PROVIDED TEXT –
++++++++++++++++++++
ND terminator , Yes It worked great and those starfire cartridges I have left will work on small game , my complaint is that the 9mm is mostley a defence cartridge!! Also I dont think 4 inches of penatration is good enought for a defence bullet, at least with FMJ you might hit the spine and drop an attacker and I will know what my weapon is capible of when I use FMJ ammo. If you are law enforcement you may want to think of this more than me, just pretend Shack O'neal is flying on PCP and blazing away at you with a belly gun, now is 4 inches of penatration enought? As far as casual reaserch the 115 grn FMJ should deliver 1 shot stops 60% of the time  now I know that is BS, thats the point of this post , GO TEST OUT YOUR CARRY AMMO YOURSELF do not trust gunwriters and big companys to make the decishon for you! So until I find one that works i will load fmj ammo maybe 147's with a flat point, right now I feel that is the best choice for the 9mm. I have a 10mm  but no leather for it yet and now I would like to take back all the bad things I have said about the .45 ACP in the past! 8)


----------



## NDTerminator (Aug 20, 2003)

In the real world, the 115 FMJ 9MM has possibly the worst combat track record around, with the possible exception of the 38 Special 158 grain FMJ. There are tons of instances of badguys carrying on for a frightening amount of time after getting several of either in the chest. If he's 3D (drunk, drugged, or deranged) better hang onto your butt!

If you are going to stick with a 9MM, I urge you to go with a premium 124 or 147 grain hollow point. If you are set on the 115 FMJ, plan on triple tapping two to the chest & one to the head, repeat as often as needed. And while you are at it, pray to God you have the time to do it & icy gunfighter's nerves to place multiple rounds perfectly under the stress of combat...

Better yet, bag the 9 and get something that wings a big enough chunk of lead that it doesn't have to rely on expansion to get the job done and has a high probability of a one shot stop...


----------



## Goon (Apr 3, 2005)

NDTerminator said:


> In the real world, the 115 FMJ 9MM has possibly the worst combat track record around, with the possible exception of the 38 Special 158 grain FMJ. There are tons of instances of badguys carrying on for a frightening amount of time after getting several of either in the chest. If he's 3D (drunk, drugged, or deranged) better hang onto your butt!
> 
> If you are going to stick with a 9MM, I urge you to go with a premium 124 or 147 grain hollow point. If you are set on the 115 FMJ, plan on triple tapping two to the chest & one to the head, repeat as often as needed. And while you are at it, pray to God you have the time to do it & icy gunfighter's nerves to place multiple rounds perfectly under the stress of combat...
> 
> Better yet, bag the 9 and get something that wings a big enough chunk of lead that it doesn't have to rely on expansion to get the job done and has a high probability of a one shot stop...


Wouldn't it be easier to carry a bigger caliber?


----------



## nd_hunter (Nov 5, 2007)

Goon said:


> NDTerminator said:
> 
> 
> > In the real world, the 115 FMJ 9MM has possibly the worst combat track record around, with the possible exception of the 38 Special 158 grain FMJ. There are tons of instances of badguys carrying on for a frightening amount of time after getting several of either in the chest. If he's 3D (drunk, drugged, or deranged) better hang onto your butt!
> ...


That's exactly what he meant by the last sentence.
++++++++++++++++++++
ENTRIES –
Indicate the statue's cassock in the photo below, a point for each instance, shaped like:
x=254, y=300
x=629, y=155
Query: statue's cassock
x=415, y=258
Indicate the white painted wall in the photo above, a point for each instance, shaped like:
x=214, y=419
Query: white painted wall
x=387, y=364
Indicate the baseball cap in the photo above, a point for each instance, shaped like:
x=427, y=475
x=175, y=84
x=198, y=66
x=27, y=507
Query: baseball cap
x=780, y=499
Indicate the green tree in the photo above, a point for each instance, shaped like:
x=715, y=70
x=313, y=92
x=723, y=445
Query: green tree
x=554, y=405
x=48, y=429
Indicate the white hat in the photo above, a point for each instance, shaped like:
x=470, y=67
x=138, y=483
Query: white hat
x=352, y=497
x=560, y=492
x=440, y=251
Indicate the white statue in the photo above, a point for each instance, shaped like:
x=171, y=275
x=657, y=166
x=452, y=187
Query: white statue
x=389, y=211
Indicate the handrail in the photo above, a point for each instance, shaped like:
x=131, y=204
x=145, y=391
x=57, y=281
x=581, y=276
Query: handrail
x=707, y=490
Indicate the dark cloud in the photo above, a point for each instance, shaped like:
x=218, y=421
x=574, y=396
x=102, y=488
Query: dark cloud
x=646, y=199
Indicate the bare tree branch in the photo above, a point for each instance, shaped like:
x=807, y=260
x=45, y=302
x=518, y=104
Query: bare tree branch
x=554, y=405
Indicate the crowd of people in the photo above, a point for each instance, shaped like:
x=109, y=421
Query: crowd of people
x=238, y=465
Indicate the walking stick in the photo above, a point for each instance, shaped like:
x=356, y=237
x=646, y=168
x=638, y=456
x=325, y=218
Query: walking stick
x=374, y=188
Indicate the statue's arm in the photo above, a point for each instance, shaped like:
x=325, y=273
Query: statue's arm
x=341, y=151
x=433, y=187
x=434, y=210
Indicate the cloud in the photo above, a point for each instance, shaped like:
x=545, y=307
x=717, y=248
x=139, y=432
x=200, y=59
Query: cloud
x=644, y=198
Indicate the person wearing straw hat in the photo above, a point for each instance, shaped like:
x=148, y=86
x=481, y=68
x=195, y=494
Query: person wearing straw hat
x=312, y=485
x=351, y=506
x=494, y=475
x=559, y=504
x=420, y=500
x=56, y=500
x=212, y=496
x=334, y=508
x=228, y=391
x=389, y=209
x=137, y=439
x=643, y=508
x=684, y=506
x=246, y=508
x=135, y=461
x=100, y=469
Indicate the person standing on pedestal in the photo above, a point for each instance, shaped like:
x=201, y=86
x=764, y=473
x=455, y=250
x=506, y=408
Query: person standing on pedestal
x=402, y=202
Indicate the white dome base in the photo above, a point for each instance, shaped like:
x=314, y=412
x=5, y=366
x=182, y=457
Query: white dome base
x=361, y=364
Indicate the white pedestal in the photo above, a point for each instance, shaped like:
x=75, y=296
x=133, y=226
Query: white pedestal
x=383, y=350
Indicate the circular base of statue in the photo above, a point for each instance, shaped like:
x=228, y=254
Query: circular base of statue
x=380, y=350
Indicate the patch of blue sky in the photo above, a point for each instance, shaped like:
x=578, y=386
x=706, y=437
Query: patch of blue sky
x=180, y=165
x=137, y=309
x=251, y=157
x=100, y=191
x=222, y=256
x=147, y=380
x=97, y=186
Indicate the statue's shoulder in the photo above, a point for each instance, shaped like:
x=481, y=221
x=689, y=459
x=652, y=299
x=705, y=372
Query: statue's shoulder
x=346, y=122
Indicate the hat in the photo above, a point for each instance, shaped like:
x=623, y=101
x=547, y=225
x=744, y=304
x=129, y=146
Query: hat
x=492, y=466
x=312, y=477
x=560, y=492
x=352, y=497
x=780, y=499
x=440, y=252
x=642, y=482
++++++++++++++++++++
EXERCISES –
1. Translate this sentence from the forum thread on 9mm ammunition into Spanish: "In the real world, the 115 FMJ 9MM has possibly the worst combat track record around, with the possible exception of the 38 Special 158 grain FMJ."
2. Locate each line in the records containing the word "dark", and copy those lines out.

ANSWERS GIVEN –
1. En el mundo real, la 115 FMJ de 9MM tiene posiblemente el peor historial de combate que existe, con la posible excepción de la 38 Special FMJ de 158 granos.

2.
Indicate the dark cloud in the photo above, a point for each instance, shaped like:
Query: dark cloud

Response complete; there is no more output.